• Fragmento de página:
§
Todas las viviendas, sueltas o formando pueblos, tienen una columnata anterior, adornada con vasos colgantes de flores, y entre columna y columna vemos fuertes celosías hechas con una madera dura, casi tan resistente como el metal. Gracias a estos obstáculos que impiden el acceso a la casa y dejan pasar al mismo tiempo el aire de la noche a través de sus pequeños agujeros, los cingaleses consiguen dormir seguros y frescos en este país de calores sofocantes. Así no puede penetrar hasta su cama la serpiente, animal de gustos domésticos, que se siente atraída por la vivienda del hombre y acude a ella desde enormes distancias. También el tigre ronda junto a las celosías, seducido por la luz que filtran sus orificios, pero acaba por alejarse, creyendo tal obstáculo más fuerte que sus garras.

Nos encontramos frente al tigre una hora después de habernos tropezado con la boa. El gobierno de Ceilán ha construido en el camino de Kandy un jardín zoológico como no existe otro en ninguna parte de la tierra. Carece de edificios y los animales ignoran la estrechez de la jaula. Considerables espacios de selva están limitados por una alambrada de varios metros de altura, cuyos hilos metálicos tienen el grosor de un dedo. En estos compartimentos que ocupan centenares de metros cuadrados y carecen de techo, las fieras cingalesas saltan, corren, rugen, se suben a los árboles con toda libertad, como si estuviesen en campo libre.

Vemos muchos de estos animales sin abandonar nuestro camino. Los tigres, al darse cuenta de que pasan viandantes, avanzan hacia el borde de aquél con una cautela agresiva, preparándose para atacar, hasta que tropiezan con el enrejado. Aunque esta alambrada es fuerte examinada de cerca, parece mediocre desde lejos, al compararla con los árboles, los animales y las rocas que pueden contemplarse a través de su tejido. Hasta se duda de la existencia de dicho obstáculo, llegando en ciertos momentos a no verlo.

Pasamos una revuelta verdosa y sombría bajo la cúpula que forman varios árboles al juntarse, y al otro lado de ella vemos de pronto un tigre casi encima de nosotros: un animal majestuoso por su tamaño, la piel rayada de blanco y oro, la cabeza tan enorme, que resulta en desproporción con el resto de su cuerpo. Este tigre real descansa en el brazo de un árbol de copa gigantesca, pero queda dentro de la red metálica, que ahora nos parece tan insignificante como una telaraña. Unos cuantos tigres más pequeños, indudablemente sus hijos, juguetean al pie del tronco, semejante por su anchura a un torreón negro. El terrible padre guarda la misma actitud de sus mocedades, cuando cazaba con toda libertad al hombre en las selvas, poniéndose al acecho en lo alto de los árboles para dejarse caer sobre los descuidados cingaleses.
§
• Entradas de datos recopiladas:
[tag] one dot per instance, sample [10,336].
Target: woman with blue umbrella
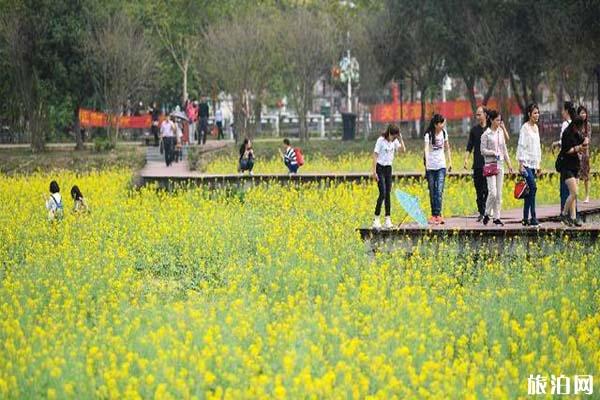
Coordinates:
[387,144]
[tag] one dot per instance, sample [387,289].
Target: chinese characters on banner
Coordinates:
[451,110]
[96,119]
[560,385]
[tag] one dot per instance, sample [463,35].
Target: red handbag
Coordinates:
[490,169]
[521,189]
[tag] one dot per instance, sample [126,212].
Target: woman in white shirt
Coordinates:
[495,153]
[529,155]
[436,141]
[383,157]
[54,202]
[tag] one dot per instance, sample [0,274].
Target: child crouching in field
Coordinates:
[54,202]
[79,202]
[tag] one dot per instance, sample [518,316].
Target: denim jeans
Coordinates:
[384,184]
[564,193]
[529,204]
[481,189]
[292,168]
[246,164]
[435,180]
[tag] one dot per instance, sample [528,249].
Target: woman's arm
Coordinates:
[484,143]
[426,149]
[375,155]
[447,145]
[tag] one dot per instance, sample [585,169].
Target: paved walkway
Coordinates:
[156,166]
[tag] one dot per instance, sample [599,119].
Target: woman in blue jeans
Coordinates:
[529,155]
[436,141]
[246,161]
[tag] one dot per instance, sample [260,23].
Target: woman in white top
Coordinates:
[54,202]
[436,141]
[495,153]
[383,157]
[529,155]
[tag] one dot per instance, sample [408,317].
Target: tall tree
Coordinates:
[407,38]
[307,52]
[123,61]
[240,56]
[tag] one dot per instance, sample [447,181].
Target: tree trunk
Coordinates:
[470,84]
[515,90]
[413,131]
[561,94]
[422,130]
[257,117]
[184,71]
[490,90]
[36,126]
[77,128]
[238,119]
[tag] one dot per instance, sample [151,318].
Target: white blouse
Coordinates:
[529,150]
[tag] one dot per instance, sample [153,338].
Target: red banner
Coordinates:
[451,110]
[96,119]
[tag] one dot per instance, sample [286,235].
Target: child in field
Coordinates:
[54,202]
[383,157]
[79,202]
[436,141]
[246,162]
[289,157]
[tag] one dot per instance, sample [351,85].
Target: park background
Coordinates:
[267,290]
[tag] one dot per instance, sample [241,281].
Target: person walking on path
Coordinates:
[584,157]
[167,134]
[289,157]
[203,113]
[246,162]
[495,153]
[383,157]
[436,142]
[529,155]
[192,114]
[79,203]
[54,203]
[572,145]
[474,144]
[568,114]
[155,116]
[219,123]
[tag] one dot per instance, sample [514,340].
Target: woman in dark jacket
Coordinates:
[572,144]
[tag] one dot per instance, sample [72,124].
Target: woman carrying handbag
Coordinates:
[495,154]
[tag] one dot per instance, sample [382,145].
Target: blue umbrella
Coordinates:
[411,205]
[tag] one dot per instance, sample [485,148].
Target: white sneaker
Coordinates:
[388,223]
[376,223]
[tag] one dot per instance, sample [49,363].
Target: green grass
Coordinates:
[24,161]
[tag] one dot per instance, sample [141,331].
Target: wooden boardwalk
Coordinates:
[164,176]
[466,229]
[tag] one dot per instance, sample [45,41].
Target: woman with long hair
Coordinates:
[387,144]
[246,161]
[572,145]
[584,157]
[568,114]
[495,153]
[436,142]
[529,155]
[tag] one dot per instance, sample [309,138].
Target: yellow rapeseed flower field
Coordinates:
[269,292]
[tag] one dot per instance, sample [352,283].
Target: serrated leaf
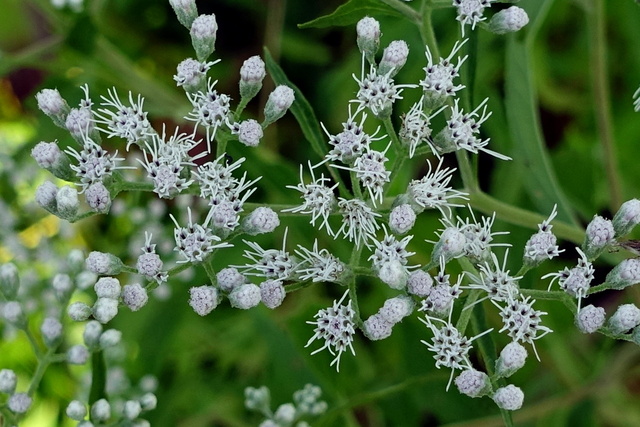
§
• Enunciado de tarea: Prosigue el relato sobre los tigres del zoológico de Ceilán a partir de su última oración. Los registros no tienen ningún papel en esto.

• Respuesta escrita:
Todos hemos visto tigres a través de los hierros de una jaula, animales entumecidos por la estrechez del espacio y una forzosa inmovilidad. Además, los hemos contemplado estando en el mismo plano. Aquí existe frente a nosotros un tigre majestuoso, con toda la robustez de la vida libre, y lo vemos de abajo arriba, subido en un árbol, como un gato que toma el sol en un alero, sin más obstáculo intermediario que una especie de red que nos imaginamos fácil de saltar para una bestia de patas vigorosas, lo que resulta un espectáculo nuevo y poco tranquilizador.

El chófer ha detenido instintivamente su automóvil, interesado por dicha aparición. No es suceso ordinario que un animal de talla tan enorme abandone sus frondosidades predilectas para venir a curiosear en la orilla del camino. Lo tenemos casi encima de nosotros. Hemos de echar atrás nuestras cabezas para verle bien. La magnífica bestia deja caer de las esmeraldas de sus ojos dos chispas verdosas sobre las presas insolentes que la contemplan desde abajo. De tarde en tarde parpadea, entreabre las quijadas para dar salida a un mudo bostezo, y vuelve a mirarnos con despectiva fijeza. Sus pupilas color de mar tienen ahora dos redondeles amarilos como monedas de oro. Indudablemente estos ojos nos hablan:

—Miradme bien; aprovechad la ocasión. ¡Ay, si no existiese nada entre nosotros!

Sé lo que pasaría en tal caso; echaríamos a correr, muertos de miedo. Pero aun contando con el obstáculo que nos defiende, empezamos a encontrar un poco largo este mutuo cruzamiento de miradas.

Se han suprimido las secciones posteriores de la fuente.